In the listing below, start at the line that contains "oven door handle you can find." and stop after the line that contains "(74, 171), (116, 177)". Convert those lines, both ends included, into a JSON list of strings with one string per line and blank lines omitted.

· · · · ·

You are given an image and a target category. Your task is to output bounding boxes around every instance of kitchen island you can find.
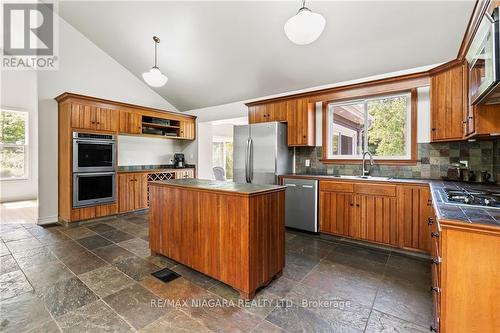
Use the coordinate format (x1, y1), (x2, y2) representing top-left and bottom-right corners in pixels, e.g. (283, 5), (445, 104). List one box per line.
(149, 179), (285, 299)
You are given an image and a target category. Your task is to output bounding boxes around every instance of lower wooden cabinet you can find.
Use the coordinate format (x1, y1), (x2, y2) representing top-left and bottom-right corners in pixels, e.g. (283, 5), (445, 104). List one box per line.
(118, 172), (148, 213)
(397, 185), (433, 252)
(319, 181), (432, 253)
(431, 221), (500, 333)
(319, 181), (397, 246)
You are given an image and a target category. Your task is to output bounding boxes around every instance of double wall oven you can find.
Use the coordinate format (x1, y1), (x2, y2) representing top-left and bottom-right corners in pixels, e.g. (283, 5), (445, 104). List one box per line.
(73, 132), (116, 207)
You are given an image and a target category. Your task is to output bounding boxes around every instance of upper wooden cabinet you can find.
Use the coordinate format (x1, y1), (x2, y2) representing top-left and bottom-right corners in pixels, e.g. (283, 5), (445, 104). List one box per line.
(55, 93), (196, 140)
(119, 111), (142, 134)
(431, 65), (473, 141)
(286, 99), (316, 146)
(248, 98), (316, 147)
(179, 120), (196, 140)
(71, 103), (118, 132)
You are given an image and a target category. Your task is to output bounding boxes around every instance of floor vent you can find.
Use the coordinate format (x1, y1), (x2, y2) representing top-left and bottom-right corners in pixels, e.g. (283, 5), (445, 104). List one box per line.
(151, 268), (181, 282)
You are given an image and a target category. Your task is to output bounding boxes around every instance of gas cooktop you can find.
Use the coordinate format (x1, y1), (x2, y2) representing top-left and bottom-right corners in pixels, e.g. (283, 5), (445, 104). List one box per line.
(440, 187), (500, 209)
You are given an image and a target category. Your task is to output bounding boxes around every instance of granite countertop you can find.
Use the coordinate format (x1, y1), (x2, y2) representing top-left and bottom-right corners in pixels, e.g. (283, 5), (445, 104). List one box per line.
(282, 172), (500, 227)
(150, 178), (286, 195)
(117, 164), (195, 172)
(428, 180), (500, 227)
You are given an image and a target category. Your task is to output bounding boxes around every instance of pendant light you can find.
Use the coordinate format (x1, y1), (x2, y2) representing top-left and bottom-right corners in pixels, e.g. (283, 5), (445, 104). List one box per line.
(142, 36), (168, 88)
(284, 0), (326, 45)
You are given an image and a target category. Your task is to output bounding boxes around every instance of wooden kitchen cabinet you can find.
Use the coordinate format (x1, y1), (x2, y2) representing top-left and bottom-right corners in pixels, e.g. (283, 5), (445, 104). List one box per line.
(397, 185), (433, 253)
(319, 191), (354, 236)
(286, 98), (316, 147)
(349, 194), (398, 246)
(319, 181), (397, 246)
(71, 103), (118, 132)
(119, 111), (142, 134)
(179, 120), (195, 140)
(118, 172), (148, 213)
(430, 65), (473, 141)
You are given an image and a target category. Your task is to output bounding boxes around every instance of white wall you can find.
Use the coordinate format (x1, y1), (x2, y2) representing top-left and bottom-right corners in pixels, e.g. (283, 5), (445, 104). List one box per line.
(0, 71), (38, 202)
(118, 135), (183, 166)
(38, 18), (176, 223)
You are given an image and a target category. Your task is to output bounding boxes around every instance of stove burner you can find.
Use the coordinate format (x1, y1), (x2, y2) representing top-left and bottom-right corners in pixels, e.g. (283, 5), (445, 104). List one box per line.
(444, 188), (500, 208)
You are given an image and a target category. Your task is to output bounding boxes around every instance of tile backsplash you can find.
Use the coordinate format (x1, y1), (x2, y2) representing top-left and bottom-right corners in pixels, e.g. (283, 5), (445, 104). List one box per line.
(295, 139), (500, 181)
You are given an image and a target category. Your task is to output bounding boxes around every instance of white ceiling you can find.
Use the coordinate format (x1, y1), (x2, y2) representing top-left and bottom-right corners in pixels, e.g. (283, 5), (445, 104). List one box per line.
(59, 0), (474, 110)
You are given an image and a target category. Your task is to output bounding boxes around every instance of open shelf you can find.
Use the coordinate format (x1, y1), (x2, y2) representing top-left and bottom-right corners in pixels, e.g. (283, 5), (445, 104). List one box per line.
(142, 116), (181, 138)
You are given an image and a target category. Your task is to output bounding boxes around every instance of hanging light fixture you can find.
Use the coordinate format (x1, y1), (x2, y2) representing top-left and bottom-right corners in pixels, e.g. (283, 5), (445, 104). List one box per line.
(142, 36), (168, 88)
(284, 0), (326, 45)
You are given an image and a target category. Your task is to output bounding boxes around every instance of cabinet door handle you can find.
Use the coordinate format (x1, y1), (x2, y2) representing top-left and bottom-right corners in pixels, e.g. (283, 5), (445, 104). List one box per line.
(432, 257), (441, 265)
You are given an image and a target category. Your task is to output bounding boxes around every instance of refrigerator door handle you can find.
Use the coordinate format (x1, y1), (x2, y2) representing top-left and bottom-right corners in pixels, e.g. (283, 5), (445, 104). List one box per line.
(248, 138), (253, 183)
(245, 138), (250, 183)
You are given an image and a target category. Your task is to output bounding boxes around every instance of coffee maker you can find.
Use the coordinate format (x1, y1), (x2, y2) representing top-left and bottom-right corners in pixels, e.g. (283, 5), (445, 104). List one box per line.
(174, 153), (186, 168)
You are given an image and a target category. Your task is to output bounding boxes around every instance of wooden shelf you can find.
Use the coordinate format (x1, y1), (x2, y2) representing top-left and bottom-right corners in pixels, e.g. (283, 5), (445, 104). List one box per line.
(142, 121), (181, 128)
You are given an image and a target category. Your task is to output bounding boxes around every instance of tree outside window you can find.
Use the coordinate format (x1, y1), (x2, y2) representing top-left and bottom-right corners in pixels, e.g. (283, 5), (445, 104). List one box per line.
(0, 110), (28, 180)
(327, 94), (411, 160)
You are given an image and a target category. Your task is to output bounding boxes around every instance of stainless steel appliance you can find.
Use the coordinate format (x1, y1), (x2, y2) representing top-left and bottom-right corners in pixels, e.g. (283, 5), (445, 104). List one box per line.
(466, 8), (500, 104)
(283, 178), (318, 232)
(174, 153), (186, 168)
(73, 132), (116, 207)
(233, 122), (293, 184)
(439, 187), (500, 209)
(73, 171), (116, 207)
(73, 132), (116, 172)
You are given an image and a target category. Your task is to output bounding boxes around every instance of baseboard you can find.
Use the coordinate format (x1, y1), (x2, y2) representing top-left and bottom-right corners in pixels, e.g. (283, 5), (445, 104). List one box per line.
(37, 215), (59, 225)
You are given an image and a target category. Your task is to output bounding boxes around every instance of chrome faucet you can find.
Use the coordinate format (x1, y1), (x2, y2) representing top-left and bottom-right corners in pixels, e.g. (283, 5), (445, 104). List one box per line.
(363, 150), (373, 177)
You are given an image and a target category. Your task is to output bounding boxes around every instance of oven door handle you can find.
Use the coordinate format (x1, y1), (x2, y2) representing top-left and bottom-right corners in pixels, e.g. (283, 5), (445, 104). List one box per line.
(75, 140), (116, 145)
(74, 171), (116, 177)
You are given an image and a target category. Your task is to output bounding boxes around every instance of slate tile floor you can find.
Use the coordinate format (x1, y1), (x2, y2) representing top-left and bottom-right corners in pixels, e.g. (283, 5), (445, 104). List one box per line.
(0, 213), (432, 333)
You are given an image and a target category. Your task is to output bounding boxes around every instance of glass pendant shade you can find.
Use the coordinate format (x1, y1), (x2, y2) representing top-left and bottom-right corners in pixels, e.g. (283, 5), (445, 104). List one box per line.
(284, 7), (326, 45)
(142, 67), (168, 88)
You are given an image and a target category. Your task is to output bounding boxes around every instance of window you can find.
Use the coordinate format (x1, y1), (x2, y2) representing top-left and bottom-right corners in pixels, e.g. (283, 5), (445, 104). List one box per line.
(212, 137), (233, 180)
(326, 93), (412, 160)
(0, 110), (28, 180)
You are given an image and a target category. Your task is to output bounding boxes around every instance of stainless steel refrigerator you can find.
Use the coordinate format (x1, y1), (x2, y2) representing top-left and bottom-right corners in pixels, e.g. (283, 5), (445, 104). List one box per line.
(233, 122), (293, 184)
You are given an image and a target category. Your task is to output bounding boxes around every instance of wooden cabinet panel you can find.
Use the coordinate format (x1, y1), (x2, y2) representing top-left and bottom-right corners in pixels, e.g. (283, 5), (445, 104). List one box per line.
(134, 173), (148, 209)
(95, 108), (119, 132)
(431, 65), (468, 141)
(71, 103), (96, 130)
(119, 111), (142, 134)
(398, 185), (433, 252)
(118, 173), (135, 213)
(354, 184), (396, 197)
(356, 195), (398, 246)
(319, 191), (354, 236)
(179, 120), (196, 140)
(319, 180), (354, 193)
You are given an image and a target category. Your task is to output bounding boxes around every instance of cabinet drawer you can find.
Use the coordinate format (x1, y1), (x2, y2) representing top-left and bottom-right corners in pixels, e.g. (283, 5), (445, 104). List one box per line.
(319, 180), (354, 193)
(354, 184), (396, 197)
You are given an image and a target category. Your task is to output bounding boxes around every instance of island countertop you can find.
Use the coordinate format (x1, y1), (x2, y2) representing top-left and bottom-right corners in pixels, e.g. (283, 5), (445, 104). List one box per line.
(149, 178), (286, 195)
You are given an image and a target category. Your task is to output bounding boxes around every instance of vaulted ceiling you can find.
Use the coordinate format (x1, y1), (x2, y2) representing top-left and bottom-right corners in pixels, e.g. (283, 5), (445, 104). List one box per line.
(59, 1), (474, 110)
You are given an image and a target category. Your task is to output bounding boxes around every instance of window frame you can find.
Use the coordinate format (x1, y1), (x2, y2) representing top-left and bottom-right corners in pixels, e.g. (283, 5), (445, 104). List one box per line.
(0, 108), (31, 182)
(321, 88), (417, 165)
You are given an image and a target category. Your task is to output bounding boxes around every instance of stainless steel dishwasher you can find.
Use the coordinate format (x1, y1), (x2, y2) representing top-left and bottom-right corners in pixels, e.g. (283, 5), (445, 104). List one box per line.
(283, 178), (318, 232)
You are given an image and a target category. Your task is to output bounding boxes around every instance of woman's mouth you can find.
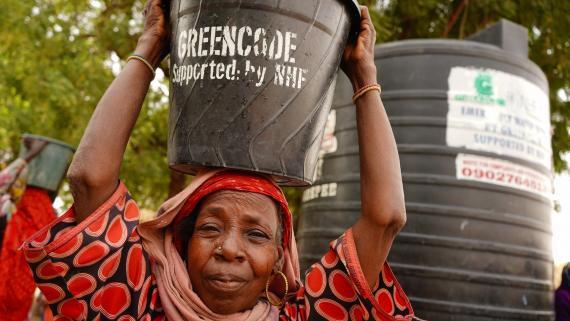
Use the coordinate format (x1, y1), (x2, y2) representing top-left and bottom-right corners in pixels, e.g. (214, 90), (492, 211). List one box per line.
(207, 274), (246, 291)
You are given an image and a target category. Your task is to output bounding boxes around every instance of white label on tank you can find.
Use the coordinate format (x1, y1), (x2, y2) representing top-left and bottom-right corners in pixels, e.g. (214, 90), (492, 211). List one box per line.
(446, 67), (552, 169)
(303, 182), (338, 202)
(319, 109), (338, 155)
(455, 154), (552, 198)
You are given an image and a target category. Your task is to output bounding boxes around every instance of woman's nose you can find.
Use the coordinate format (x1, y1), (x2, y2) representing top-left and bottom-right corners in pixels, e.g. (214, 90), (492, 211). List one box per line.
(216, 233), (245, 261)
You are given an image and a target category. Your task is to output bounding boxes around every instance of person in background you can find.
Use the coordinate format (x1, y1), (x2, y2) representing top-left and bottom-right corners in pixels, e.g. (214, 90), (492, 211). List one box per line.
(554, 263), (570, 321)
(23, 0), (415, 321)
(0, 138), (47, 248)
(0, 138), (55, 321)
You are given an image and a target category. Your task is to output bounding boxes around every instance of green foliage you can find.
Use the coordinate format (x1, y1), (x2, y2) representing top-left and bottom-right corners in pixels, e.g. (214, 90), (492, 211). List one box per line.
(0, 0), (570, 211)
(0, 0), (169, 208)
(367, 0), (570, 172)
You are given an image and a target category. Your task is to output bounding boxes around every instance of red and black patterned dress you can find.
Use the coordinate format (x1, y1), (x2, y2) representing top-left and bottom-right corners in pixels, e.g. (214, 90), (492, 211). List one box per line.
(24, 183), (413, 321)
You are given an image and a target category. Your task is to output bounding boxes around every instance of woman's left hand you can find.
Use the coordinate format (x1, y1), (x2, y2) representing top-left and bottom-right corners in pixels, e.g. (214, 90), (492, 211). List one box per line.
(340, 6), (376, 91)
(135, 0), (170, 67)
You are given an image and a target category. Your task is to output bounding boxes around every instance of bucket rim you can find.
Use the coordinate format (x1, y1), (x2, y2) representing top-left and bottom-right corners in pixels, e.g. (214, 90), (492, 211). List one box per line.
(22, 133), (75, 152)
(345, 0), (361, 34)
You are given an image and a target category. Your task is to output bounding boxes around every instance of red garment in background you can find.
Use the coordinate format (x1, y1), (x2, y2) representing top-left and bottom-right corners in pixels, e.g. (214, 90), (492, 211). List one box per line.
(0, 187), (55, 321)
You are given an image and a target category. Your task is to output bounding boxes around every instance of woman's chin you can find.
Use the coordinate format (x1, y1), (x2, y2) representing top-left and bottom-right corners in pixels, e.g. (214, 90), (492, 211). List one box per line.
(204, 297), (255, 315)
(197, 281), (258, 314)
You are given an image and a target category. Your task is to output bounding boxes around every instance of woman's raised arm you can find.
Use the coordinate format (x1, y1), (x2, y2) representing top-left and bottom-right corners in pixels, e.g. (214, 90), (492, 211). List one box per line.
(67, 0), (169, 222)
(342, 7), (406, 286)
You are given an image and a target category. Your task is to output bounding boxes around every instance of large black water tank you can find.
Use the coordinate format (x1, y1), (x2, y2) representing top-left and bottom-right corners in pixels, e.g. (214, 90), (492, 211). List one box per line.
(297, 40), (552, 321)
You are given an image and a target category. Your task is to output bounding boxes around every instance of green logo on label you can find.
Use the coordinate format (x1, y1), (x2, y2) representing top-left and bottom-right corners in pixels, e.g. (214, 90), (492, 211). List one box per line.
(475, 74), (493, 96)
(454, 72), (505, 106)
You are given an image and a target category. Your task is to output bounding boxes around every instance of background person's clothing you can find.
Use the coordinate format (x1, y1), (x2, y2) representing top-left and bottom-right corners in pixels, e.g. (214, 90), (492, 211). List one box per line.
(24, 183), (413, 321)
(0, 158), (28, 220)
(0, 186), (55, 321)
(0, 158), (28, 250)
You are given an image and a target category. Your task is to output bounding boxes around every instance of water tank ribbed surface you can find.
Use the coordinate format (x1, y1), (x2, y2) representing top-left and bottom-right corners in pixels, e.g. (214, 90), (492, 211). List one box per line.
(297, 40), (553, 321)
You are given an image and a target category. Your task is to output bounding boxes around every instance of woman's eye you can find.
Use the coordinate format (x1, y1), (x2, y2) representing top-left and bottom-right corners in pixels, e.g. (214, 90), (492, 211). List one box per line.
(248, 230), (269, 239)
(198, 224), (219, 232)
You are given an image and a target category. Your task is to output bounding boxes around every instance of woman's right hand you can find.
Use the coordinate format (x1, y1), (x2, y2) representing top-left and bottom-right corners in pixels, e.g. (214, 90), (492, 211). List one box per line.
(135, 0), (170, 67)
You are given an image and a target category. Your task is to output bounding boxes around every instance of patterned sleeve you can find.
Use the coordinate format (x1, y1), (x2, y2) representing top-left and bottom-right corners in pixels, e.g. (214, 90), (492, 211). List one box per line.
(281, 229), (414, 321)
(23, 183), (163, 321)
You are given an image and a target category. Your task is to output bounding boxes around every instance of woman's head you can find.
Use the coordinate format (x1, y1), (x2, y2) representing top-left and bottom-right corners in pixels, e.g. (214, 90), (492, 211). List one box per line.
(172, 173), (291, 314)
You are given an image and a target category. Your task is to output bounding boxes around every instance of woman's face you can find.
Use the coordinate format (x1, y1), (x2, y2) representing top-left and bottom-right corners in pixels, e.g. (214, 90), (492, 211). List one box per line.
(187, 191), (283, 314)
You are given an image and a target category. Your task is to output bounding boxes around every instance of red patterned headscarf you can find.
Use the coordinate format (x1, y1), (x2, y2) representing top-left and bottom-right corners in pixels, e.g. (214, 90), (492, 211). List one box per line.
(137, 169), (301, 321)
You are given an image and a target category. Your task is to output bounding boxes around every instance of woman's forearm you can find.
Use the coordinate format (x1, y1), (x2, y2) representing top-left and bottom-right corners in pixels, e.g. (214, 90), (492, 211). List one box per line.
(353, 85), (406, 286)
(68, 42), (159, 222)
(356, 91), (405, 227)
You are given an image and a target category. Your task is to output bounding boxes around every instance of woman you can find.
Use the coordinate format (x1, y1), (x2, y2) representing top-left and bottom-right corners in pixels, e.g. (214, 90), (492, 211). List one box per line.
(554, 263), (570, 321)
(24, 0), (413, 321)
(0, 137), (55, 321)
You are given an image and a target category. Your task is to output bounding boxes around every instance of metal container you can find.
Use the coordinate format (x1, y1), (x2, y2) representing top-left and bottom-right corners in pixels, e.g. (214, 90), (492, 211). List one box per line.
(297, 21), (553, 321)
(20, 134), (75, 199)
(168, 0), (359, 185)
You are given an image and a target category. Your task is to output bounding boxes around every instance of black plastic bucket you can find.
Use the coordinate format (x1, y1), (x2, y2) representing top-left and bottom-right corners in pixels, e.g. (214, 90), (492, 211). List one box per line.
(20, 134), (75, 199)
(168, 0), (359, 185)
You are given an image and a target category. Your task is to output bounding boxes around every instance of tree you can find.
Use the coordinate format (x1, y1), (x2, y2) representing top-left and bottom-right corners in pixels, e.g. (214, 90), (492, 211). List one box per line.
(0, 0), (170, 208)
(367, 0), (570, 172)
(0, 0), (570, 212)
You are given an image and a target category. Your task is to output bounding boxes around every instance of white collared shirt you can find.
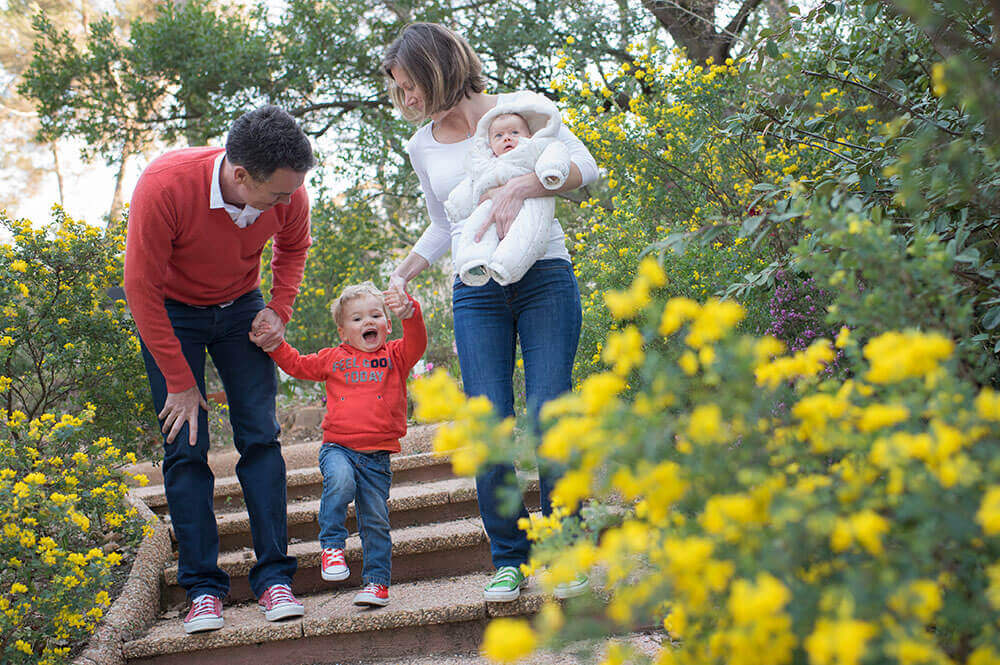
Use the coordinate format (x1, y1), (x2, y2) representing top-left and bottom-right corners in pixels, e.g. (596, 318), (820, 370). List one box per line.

· · · · ·

◆ **The solution**:
[
  "You are given an image and a target category. Your task is to output bounding boxes around every instance of oven door handle you can find.",
  "Use the coordinate format (x1, y1), (x2, y2) representing top-left and bottom-right corners in pixels, e.g. (283, 5), (445, 104). List one box per line.",
  "(75, 140), (116, 145)",
  "(74, 171), (116, 177)"
]